── Dados brutos ──

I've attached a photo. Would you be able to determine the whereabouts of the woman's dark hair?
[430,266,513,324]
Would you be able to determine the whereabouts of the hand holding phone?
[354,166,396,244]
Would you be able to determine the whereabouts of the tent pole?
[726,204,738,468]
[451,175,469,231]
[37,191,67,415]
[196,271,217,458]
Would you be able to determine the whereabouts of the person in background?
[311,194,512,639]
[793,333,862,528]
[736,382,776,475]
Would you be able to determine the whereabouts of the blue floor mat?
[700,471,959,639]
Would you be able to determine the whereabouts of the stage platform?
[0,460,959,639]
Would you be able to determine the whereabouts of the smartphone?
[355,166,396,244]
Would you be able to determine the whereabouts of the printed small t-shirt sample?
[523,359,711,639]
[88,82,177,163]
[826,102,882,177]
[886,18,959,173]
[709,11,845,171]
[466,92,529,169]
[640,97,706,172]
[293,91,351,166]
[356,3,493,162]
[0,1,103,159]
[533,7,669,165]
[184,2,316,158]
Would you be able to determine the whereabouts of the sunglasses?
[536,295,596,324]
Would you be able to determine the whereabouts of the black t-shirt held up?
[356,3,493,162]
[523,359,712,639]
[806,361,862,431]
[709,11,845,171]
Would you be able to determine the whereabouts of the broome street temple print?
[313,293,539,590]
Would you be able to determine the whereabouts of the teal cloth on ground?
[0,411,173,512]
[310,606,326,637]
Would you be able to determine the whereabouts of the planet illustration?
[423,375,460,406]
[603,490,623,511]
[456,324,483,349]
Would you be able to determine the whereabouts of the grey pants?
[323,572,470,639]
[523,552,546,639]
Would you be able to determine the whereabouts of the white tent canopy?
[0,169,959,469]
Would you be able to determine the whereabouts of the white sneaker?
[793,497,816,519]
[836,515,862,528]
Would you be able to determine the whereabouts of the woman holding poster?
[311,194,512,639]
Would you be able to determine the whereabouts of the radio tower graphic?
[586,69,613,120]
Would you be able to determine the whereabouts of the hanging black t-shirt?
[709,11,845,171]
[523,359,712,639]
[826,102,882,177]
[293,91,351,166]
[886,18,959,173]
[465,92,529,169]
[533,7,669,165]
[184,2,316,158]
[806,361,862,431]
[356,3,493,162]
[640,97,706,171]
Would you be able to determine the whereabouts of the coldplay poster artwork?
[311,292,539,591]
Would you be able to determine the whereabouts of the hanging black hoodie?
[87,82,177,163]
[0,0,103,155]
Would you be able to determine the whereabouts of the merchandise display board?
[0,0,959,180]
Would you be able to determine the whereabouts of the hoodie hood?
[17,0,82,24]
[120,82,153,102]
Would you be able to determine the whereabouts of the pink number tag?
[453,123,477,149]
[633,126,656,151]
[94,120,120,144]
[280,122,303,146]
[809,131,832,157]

───

### Enunciado:
Reproduza sem nenhuma alteração o trecho dos registros que começa na linha que contém "Would you be able to determine the whereabouts of the printed" e termina na linha que contém "[523,552,546,639]", incluindo essas duas linhas.

### Resposta:
Would you be able to determine the whereabouts of the printed small t-shirt sample?
[523,359,711,639]
[88,82,177,163]
[826,102,882,177]
[886,18,959,173]
[709,11,845,171]
[466,92,529,169]
[640,97,706,172]
[293,91,351,166]
[356,3,493,162]
[0,1,103,159]
[533,7,669,165]
[184,2,316,158]
Would you be able to determine the whereabouts of the sunglasses?
[536,295,596,324]
Would you be able to determine the whereabouts of the black t-shirt held up?
[356,3,493,162]
[523,359,712,639]
[806,361,862,431]
[709,11,845,171]
Would you be able to determine the whereabouts of the broome street temple print?
[313,293,539,590]
Would you be able to determine the whereabouts of the teal cloth on ground?
[0,411,173,512]
[310,606,326,637]
Would you be able to determine the whereabouts of the planet illustration?
[423,375,460,406]
[603,490,623,511]
[456,324,483,349]
Would you be able to determine the whereabouts of the grey pants?
[323,572,470,639]
[523,552,546,639]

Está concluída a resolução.